PROBLEM STATEMENT => Make an exact copy of all the entries below, with the pictures left out.

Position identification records
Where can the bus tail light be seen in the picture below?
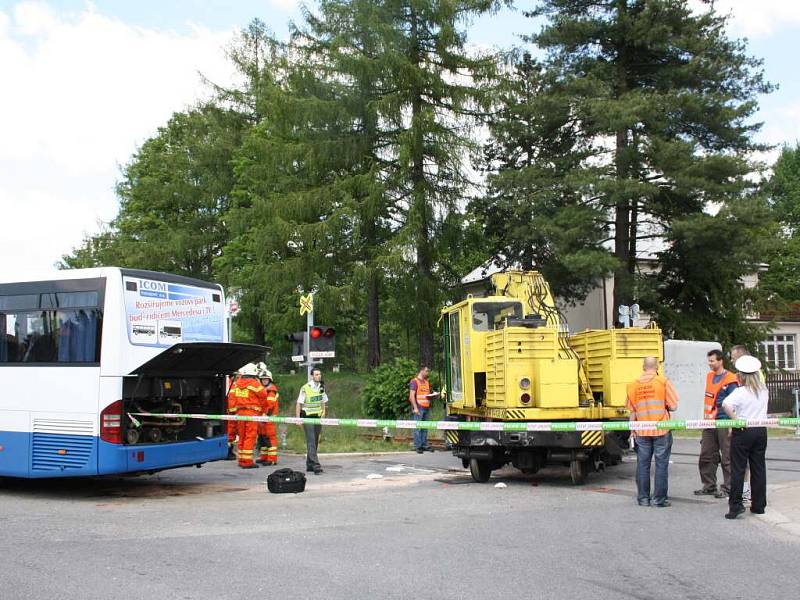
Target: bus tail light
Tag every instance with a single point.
(111, 423)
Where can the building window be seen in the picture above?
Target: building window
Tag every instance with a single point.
(779, 350)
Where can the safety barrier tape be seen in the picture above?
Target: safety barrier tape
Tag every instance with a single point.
(495, 425)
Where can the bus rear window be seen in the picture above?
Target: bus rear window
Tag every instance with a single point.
(51, 336)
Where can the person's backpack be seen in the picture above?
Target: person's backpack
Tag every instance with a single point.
(286, 481)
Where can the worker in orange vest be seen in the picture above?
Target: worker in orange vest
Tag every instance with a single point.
(419, 396)
(715, 444)
(651, 398)
(267, 432)
(247, 395)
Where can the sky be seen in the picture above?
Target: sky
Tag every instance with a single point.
(84, 84)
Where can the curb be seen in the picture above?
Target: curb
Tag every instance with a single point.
(777, 518)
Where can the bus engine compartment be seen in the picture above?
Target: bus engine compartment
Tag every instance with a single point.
(191, 395)
(186, 378)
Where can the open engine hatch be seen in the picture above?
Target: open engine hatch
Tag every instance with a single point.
(198, 359)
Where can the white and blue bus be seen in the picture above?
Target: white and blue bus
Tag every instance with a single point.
(83, 350)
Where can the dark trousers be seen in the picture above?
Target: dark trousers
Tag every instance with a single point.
(715, 449)
(312, 443)
(647, 447)
(749, 446)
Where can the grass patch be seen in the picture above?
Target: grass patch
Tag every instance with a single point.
(344, 402)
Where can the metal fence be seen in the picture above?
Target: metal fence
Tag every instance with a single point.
(782, 386)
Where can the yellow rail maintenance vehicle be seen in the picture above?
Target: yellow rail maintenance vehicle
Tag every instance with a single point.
(509, 358)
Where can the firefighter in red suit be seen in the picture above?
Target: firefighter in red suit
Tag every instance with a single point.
(267, 432)
(247, 396)
(231, 425)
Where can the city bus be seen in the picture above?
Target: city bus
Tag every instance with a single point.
(83, 351)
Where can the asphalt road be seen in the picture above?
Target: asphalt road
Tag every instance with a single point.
(423, 530)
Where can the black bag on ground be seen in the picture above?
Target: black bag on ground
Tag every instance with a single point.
(286, 481)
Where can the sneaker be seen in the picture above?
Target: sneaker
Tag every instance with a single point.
(734, 512)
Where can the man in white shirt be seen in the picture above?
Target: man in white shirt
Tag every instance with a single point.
(748, 445)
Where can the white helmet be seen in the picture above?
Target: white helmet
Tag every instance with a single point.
(249, 370)
(263, 371)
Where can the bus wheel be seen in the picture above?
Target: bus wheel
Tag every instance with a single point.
(480, 470)
(578, 469)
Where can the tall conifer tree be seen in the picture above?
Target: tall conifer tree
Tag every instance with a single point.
(660, 103)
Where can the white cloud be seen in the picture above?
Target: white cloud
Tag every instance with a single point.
(757, 18)
(81, 92)
(286, 5)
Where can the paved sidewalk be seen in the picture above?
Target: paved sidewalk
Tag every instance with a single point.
(783, 507)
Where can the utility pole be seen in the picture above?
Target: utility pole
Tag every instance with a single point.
(309, 325)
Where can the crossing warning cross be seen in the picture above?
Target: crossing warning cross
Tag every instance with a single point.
(306, 304)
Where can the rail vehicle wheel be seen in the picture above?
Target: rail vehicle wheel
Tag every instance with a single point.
(578, 470)
(480, 470)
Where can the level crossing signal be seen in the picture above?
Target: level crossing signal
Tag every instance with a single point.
(322, 340)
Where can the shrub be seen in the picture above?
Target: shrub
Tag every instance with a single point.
(385, 396)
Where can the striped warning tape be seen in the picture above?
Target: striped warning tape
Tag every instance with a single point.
(497, 425)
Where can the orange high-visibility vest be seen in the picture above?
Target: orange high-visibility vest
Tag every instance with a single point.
(423, 391)
(648, 402)
(712, 391)
(247, 395)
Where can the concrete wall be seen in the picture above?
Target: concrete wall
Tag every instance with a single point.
(685, 364)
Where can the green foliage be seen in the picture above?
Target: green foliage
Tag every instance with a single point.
(782, 189)
(535, 212)
(699, 292)
(648, 106)
(173, 196)
(385, 395)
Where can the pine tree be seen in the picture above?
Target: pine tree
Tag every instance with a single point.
(535, 211)
(173, 194)
(660, 102)
(429, 108)
(782, 189)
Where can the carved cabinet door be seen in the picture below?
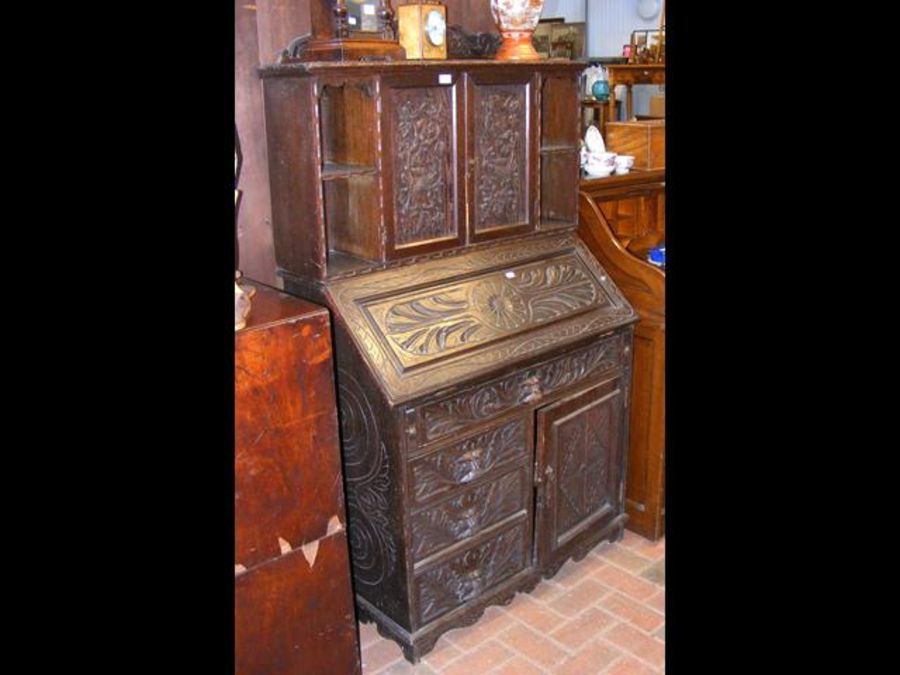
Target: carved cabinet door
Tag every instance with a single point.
(501, 154)
(423, 191)
(579, 466)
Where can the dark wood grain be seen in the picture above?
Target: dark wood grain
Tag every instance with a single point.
(293, 603)
(644, 286)
(292, 617)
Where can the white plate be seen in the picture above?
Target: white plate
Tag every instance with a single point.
(593, 140)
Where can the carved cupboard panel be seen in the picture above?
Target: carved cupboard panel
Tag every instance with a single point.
(579, 449)
(500, 112)
(422, 186)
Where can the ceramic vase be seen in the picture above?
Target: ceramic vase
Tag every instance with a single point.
(600, 90)
(516, 20)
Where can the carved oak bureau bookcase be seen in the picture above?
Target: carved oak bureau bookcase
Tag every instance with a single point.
(483, 354)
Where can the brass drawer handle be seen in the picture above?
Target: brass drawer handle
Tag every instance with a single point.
(532, 389)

TASK RESULT =>
Where can the bus tail light be seen in the picture below?
Target: bus tail light
Tag every instance with a single point.
(111, 423)
Where can the building window be seen in the picture above?
Target: building window
Tag every instance with a single point.
(779, 350)
Where can the safety barrier tape be seen in the picture above?
Target: safety barrier tape
Tag every instance with a single point.
(495, 425)
Where can the bus rear window be seen in the picture above?
Target: bus rear window
Tag every instance with a single point.
(51, 336)
Where can the person's backpack be seen in the picture above?
Target: person's backpack
Tag every instance with a single point.
(286, 481)
Where can the worker in orange vest be seen in the picture above?
Target: worker in orange vest
Tag every instance with a single point.
(419, 396)
(715, 444)
(651, 398)
(267, 432)
(247, 395)
Where can the sky be seen in the picture above?
Target: sky
Tag every instance with a single point.
(84, 84)
Where can the curb be seen in the picture above?
Target: curb
Tag every instance with a single point.
(777, 518)
Where can the bus engine compartment be seen in the picture above?
Target: bus engine compartment
Tag every instance with a single point.
(191, 395)
(186, 378)
Where can the open engine hatch be seen in the picture above?
Target: open engine hatch
Tag every instance with a single point.
(198, 359)
Where can the white and blue bus be seen in the picture above?
Target: white and blue bus
Tag every instance with a single point.
(83, 350)
Where can the dark trousers be seen in the picture above?
Target: dark trousers
Tag every instance with a single point.
(715, 449)
(312, 443)
(647, 447)
(749, 446)
Where can the grass patch be seen in the picture above?
Target: grass patch
Tag every instance with a single point.
(344, 402)
Where can the metal fence be seen in the picture above?
Target: metal fence
Tag every instance with a single point.
(782, 386)
Where can the yellow rail maintenance vehicle be seen in the picture above?
Target: yellow rail maintenance vehicle
Tag every instance with a single point.
(509, 358)
Where can the firefighter in red suit be seen in the picture above?
Target: firefighter in red suit
Tag every instance with a single point.
(267, 432)
(247, 396)
(231, 425)
Where can the city bus be seen in the picture above?
Target: city bus
Tag every instance with a single point.
(83, 351)
Where can the asphalt road be seen in the picture above?
Target: asphalt road
Tag every instance with a single point.
(423, 530)
Where can the black bag on ground be seen in the picture above?
Target: black bag on ground
Tag every instance with a single point.
(286, 481)
Where can the sneaker be seen in the picture above?
Target: sneaker
Tag every instance with a single point.
(734, 512)
Where can the man in white shirt be seen in the picture above?
Target: man in white shirt
Tag every instance with a single point.
(748, 445)
Where can the white helmet be seen in the picture above?
Target: white helmet
Tag every instance with a single point.
(249, 370)
(263, 371)
Where can the bus wheel be seen in the picture above?
Target: bus wheel
Tag every instance with a single point.
(480, 470)
(578, 469)
Where can the tall conifer tree be seen in the picture above?
Target: tall conifer tree
Tag every instance with a single point.
(660, 103)
Where can the white cloud be seen in the picture above?
Target: white cloud
Tag every instance with a single point.
(757, 18)
(81, 92)
(286, 5)
Where can the paved sidewalk be seen in the picture above?
Target: paved sidewalk
Tag every instance with a single point.
(783, 507)
Where can the utility pole be seen in the picture above?
Target: utility pole
Tag every instance with a single point.
(309, 325)
Where can the crossing warning cross be seen in the picture above?
Target: crossing warning cross
Tag every instance with a single point.
(306, 304)
Where can the rail vehicle wheel be seen in the picture above?
Target: rail vehicle wheel
Tag every instance with a single point.
(578, 470)
(480, 470)
Where can the level crossing signal be seen in the picture above?
Target: level crossing signal
Tag every instance with a single point.
(322, 340)
Where can the shrub be seen in the picture above?
Target: shrub
Tag every instance with a single point.
(385, 396)
Where can the striped warning tape be seen in the picture above?
Target: striped warning tape
Tag every instance with a single point.
(497, 425)
Where can the orange high-visibility vest be seen in the picture above?
Target: orange high-visibility vest
Tag every instance with a single point.
(423, 391)
(648, 402)
(712, 391)
(247, 395)
Where can the concrete wall be seen in the picture above?
Target: concrete wall
Tag every instance with a single point.
(685, 364)
Where can the green foliage be seen in the picture above?
Target: green foliage
Tag every instance with a single point.
(782, 189)
(535, 212)
(699, 292)
(648, 106)
(173, 196)
(385, 395)
Where can the pine tree be seen in the picture above?
Target: pine tree
Tag every instance with a single point.
(535, 211)
(173, 194)
(660, 102)
(429, 108)
(782, 189)
Where can the carved cabinet door be seen in the picture below?
Target: carved cabinet door
Tag every instance with a single point.
(501, 154)
(423, 191)
(579, 466)
Where can the dark wood grain be seen in the picture above?
Target: dark wood grain
Tag every instance with a single point.
(293, 603)
(644, 286)
(292, 617)
Where can the white plate be seen in the picture above?
Target: white plate
Tag every instance with a single point.
(593, 140)
Where can the carved cupboard panel be seen in the picture above?
Target: carved cupboard panel
Tag every instance with a single point.
(579, 449)
(500, 112)
(422, 186)
Where can the ceramic vase be seen in the picture above?
Target: ceramic vase
Tag every instance with a single point.
(600, 90)
(516, 20)
Where can the carved oak bureau bookcase be seen in the picture above?
Target: carved oak bureau bookcase
Tag every instance with a single point.
(483, 354)
Where can the brass drawer handle be seen in the picture above?
Target: brass drawer handle
Tag every instance with a single point.
(532, 389)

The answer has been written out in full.